**What is expected**
Add -89 to every bounding box coordinate in the answers and write out everything in the material from the line containing "tag=large arched window" down to the line containing "top-left (87, 119), bottom-right (169, 239)", both lines included, with all other lines copied unchanged.

▶

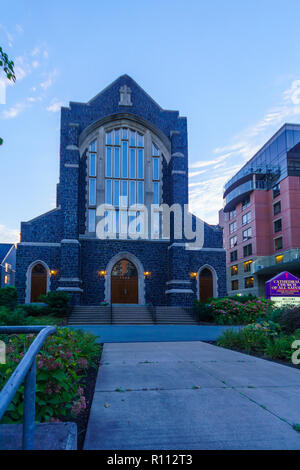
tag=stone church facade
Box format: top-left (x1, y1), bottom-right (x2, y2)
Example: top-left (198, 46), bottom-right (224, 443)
top-left (16, 75), bottom-right (226, 305)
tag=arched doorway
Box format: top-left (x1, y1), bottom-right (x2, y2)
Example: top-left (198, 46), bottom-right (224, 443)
top-left (199, 268), bottom-right (214, 303)
top-left (30, 263), bottom-right (47, 302)
top-left (111, 258), bottom-right (138, 304)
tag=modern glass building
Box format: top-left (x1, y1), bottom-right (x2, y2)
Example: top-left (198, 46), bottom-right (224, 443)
top-left (219, 124), bottom-right (300, 295)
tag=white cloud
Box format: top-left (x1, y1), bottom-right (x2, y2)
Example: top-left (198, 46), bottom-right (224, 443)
top-left (46, 100), bottom-right (64, 113)
top-left (0, 224), bottom-right (20, 243)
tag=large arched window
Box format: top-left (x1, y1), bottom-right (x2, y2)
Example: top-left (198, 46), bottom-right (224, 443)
top-left (87, 119), bottom-right (169, 239)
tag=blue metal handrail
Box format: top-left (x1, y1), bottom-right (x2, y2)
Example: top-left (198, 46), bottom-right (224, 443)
top-left (0, 326), bottom-right (56, 450)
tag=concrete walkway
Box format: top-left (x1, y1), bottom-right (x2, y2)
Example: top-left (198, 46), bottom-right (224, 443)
top-left (85, 342), bottom-right (300, 450)
top-left (68, 325), bottom-right (243, 343)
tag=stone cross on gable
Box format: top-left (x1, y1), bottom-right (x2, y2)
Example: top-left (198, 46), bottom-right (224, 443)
top-left (119, 85), bottom-right (132, 106)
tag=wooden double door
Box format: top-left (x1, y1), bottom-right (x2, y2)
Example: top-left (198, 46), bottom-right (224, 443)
top-left (111, 259), bottom-right (138, 304)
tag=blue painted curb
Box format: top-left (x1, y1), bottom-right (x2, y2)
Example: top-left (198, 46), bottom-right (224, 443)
top-left (68, 325), bottom-right (243, 343)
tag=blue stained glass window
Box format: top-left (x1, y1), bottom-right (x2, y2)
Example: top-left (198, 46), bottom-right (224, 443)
top-left (152, 144), bottom-right (159, 157)
top-left (105, 147), bottom-right (112, 177)
top-left (89, 178), bottom-right (96, 206)
top-left (153, 158), bottom-right (159, 180)
top-left (114, 181), bottom-right (120, 206)
top-left (122, 142), bottom-right (128, 178)
top-left (153, 183), bottom-right (159, 204)
top-left (114, 147), bottom-right (120, 178)
top-left (120, 181), bottom-right (128, 207)
top-left (90, 153), bottom-right (96, 176)
top-left (138, 134), bottom-right (144, 147)
top-left (115, 129), bottom-right (120, 145)
top-left (129, 181), bottom-right (136, 206)
top-left (106, 131), bottom-right (112, 145)
top-left (89, 209), bottom-right (96, 232)
top-left (90, 140), bottom-right (97, 152)
top-left (137, 181), bottom-right (144, 204)
top-left (130, 131), bottom-right (136, 147)
top-left (137, 149), bottom-right (144, 179)
top-left (105, 180), bottom-right (112, 204)
top-left (129, 149), bottom-right (135, 178)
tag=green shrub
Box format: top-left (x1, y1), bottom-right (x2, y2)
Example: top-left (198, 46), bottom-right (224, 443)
top-left (20, 304), bottom-right (49, 317)
top-left (0, 307), bottom-right (31, 326)
top-left (194, 300), bottom-right (215, 323)
top-left (0, 286), bottom-right (18, 310)
top-left (0, 328), bottom-right (99, 423)
top-left (279, 307), bottom-right (300, 334)
top-left (40, 292), bottom-right (70, 318)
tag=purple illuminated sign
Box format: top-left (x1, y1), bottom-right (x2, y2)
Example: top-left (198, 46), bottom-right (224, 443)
top-left (266, 271), bottom-right (300, 299)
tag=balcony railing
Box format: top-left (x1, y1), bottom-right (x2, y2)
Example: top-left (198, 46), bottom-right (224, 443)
top-left (0, 326), bottom-right (56, 450)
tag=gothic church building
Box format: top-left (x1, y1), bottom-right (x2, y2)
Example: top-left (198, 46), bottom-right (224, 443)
top-left (16, 75), bottom-right (226, 306)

◀

**Written solution**
tag=large arched window
Box format: top-left (x1, y1), bottom-right (x2, y2)
Example: top-left (198, 46), bottom-right (224, 443)
top-left (-2, 30), bottom-right (80, 150)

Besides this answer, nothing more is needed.